--- ПИСЬМЕННЫЕ ЗАДАНИЯ ---
a: Изложите списком, кратко и с сохранением главных фактов, абзац текста о высадке на пляже «Сорд», который начинается словами «После падения Франции».
b: Ответьте на вопросы по тексту о высадке на пляже «Сорд»:
(i) Какой сектор высадки 6 июня оказался единственным, где войскам пришлось отражать атаку немецкой танковой дивизии?
(ii) На какую дату была запланирована операция «Оверлорд»?
(iii) Какой город был основной целью первого дня высадки для 3-й британской пехотной дивизии?

--- ТЕКСТ ---
● ● ●
Первоначальные высадки прошли с небольшими потерями, однако позднее британские войска столкнулись с очень прочной обороной противника на участке, находящимся за прибрежной полосой. 6 июня пляж «Сорд» оказался единственным сектором высадки, где войскам пришлось отражать атаку немецкой танковой дивизии.





Предыстория

После падения Франции, премьер-министр Великобритании Уинстон Черчилль пообещал вернуться в континентальную Европу, чтобы освободить народы, находящиеся под немецкой оккупацией. Западные союзники согласились открыть второй фронт в 1942 г, чтобы помочь Советскому Союзу, однако, из-за нехватки ресурсов вторжение пришлось отложить. Вместо этого был разработан план операции «Следжхаммер»: в случае критического ослабления немецких войск или возможного падения Советского Союза планировалось провести ограниченную высадку союзных войск во Франции. Одновременно разрабатывался план крупномасштабного вторжения во Францию в 1943 г — операция «Раундап», однако и в 1943 г союзникам пришлось отказаться от высадки из-за нескольких причин: ощущалась серьёзная нехватка десантных судов и прочих средств для высадки, надо было довести до конца битву за Атлантику и оказать дополнительное давление на страны «Оси», высадившись в Италии.

Теперь высадка во Франции называлась «операцией Оверлорд» и была запланирована на 5 июня 1944 г. План операции предусматривал, среди прочего, наступление британской 2-й армии на участке между рекой Орн и Пор-ан-Бессен, захват оккупированного немцами города Кан и формирование линии фронта от юго-восточных окрестностей Кана до Комон-л’Эванте с целью захвата аэродромов и защите с фланга 1-й армии США, в планы которой входил захват Шербура. Захват Кана и окрестностей давал 2-й армии хорошие первоначальные позиции для продвижения на юг для захвата города Фалез — важного опорной точки для наступления на Париж.

Приготовления союзников

Основной целью первого дня высадки для 3-й британской пехотной дивизии был норманский город Кан. Для наступления на Кан дивизия была усилена 27-й отдельной бронетанковой бригадой, 1-й бригадой британских коммандос, включавшей в себя отряды коммандос «Сражающейся Франции», 41-й батальоном королевских морских коммандос из 4-й бригады, а также частью соединений британской 79-й бронетанковой дивизии.
● ● ●
Фрагменты данных разметки местоположений:
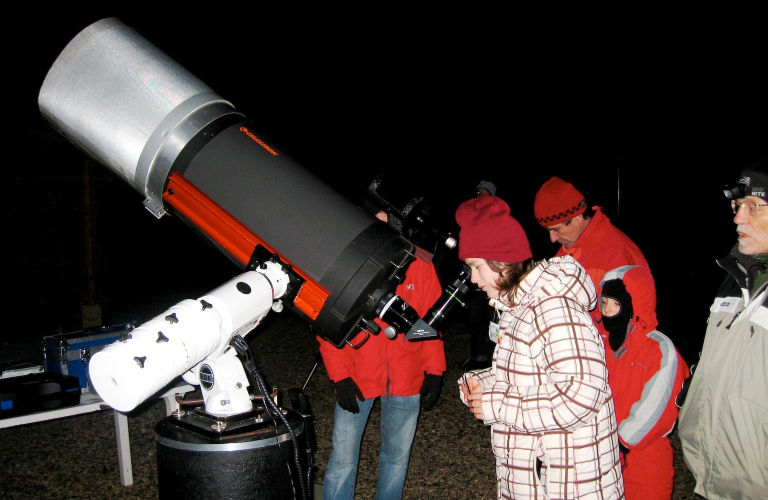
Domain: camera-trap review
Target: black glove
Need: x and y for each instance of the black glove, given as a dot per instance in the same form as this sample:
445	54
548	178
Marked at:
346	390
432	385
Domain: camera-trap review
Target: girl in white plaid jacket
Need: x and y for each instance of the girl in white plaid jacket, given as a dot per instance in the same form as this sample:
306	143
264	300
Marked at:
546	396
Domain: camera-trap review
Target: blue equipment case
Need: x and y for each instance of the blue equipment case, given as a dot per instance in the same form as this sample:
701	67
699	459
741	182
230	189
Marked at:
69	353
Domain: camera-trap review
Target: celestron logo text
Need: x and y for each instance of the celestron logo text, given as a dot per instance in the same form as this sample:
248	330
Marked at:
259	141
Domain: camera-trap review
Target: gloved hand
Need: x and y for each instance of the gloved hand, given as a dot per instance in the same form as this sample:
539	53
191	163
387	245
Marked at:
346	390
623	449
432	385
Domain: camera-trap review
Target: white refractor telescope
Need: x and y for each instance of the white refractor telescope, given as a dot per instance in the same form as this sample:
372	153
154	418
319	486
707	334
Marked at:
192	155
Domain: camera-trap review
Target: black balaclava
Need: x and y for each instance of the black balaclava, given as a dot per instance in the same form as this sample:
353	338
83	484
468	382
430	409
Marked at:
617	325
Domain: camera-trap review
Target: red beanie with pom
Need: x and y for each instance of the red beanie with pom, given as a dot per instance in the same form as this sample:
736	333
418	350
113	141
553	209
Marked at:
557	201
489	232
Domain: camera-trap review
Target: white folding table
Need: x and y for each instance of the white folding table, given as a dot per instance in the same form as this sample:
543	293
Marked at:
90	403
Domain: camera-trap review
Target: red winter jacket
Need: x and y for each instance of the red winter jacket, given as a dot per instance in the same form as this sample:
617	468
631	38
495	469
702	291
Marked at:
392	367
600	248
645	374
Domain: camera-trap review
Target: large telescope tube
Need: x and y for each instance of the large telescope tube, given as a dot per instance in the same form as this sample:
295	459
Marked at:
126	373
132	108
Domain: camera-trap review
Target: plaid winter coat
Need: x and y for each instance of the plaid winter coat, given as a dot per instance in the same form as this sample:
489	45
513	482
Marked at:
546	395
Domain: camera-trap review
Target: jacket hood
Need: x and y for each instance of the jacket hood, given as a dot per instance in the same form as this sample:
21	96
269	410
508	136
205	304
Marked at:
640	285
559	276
● ● ●
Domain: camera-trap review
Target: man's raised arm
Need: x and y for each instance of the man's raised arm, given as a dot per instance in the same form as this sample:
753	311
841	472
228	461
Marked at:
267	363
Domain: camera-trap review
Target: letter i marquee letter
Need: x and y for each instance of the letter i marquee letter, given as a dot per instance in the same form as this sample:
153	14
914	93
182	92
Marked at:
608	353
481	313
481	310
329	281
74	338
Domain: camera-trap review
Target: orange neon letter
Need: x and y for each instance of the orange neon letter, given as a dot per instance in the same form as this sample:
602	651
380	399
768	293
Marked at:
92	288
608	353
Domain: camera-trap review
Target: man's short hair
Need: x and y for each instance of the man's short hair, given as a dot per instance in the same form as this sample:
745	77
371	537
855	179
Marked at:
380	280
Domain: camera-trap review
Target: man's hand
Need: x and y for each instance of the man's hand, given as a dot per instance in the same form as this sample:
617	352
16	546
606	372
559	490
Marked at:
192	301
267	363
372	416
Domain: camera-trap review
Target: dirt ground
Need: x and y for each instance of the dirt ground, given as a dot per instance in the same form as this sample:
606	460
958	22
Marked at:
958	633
● ● ●
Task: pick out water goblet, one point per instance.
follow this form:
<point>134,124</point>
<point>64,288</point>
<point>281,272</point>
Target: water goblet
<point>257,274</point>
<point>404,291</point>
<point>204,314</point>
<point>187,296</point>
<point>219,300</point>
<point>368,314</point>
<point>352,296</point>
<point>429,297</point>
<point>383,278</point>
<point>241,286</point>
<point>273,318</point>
● ● ●
--- ОТВЕТЫ ---
a:
- После падения Франции Уинстон Черчилль пообещал вернуться в континентальную Европу и освободить оккупированные немцами народы.
- Западные союзники согласились открыть второй фронт в 1942 г. в помощь Советскому Союзу, но из-за нехватки ресурсов вторжение отложили.
- Взамен разработали операцию «Следжхаммер»: ограниченную высадку во Франции на случай критического ослабления немецких войск или возможного падения Советского Союза.
- Одновременно готовили крупномасштабное вторжение в 1943 г. (операция «Раундап»), но и от него отказались. Причинами стали нехватка десантных судов и других средств высадки, необходимость завершить битву за Атлантику и усилить давление на страны «Оси» высадкой в Италии.

b:
(i) Пляж «Сорд».
(ii) На 5 июня 1944 г.
(iii) Нормандский город Кан.